[Page text]
*** Block opens ***

I love a car boot sale. They’re great for a Sunday morning mooch, especially if you’re on the look out for a certain something for your home or children. You can get some real bargains. If you’re not familiar with them, basically it’s a huge sale where sellers buy a space and sell out of their car. They can be small charity events, or huge car boot sales run by professionals – largely on a regular schedule over the warmer months of the year. There’s definitely some tips for buying at car boot sales, so you can find buying tips below.
If you’re planning on selling at a car boot sale and have never done so before, then do go and check out my post on car boot sale tips for sellers. It’s a mammoth post, with tips for every type of eventuality. As a seller there’s definitely more to think about in order to make some money, and keep an eye on your table and items for sale. You can get easily overwhelmed.
Luckily for buyers, it’s an easier slightly more relaxing time. But there’s also helpful hints if you’re buying at car boot sales.
Tips for buying at car boot sales
- Take cash (ideally change). Most places nowadays are all about card sales, but for car boot sales, it’s all individual buyers, selling their own odds and sods. So everything’s cash (except maybe any food vans). Sellers should have some float, but if you’re in buying early, and want to buy with notes, sellers might struggle to provide change without you wiping them out for other later buyers. At the other extreme, don’t empty your penny jar to take with you.
- Take a bag (ideally reusable). Nowadays you have to pay for plastic carrier bags in shops, so sellers are unlikely to have any to hand out. So do take your reusable bags for your purchases. Much better for the environment. If you’re buying a few items, think about a shopping bag on wheels, or a camping/festival trolley. Just keep an eye on it otherwise you might find items being taken from it while you’re not watching it.

*** Block closes ***

[Exercise tasks]
a – In the car boot sale text, why are sellers unlikely to have bags to hand out?
b – Rewrite the car boot sale text's paragraph beginning "Take cash (ideally change)" as a short bulleted list that keeps its main facts.

[Given data]
*** Block opens ***

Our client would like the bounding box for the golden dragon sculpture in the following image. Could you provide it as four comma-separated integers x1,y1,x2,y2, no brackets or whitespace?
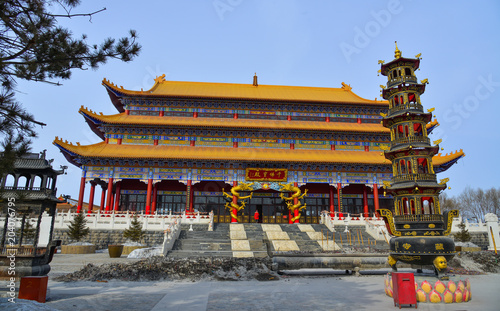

*** Block closes ***

[Answers for each item]
a – Shoppers now have to pay for plastic carrier bags in shops.

b –
- Bring cash, ideally in change.
- Most places now take cards, but car boot sellers are individuals selling their own things, so everything is cash, except maybe food vans.
- Sellers should have some float, but if you arrive early and pay with notes, giving you change could use up what they need for later buyers.
- Don't go to the other extreme and empty your penny jar to bring along.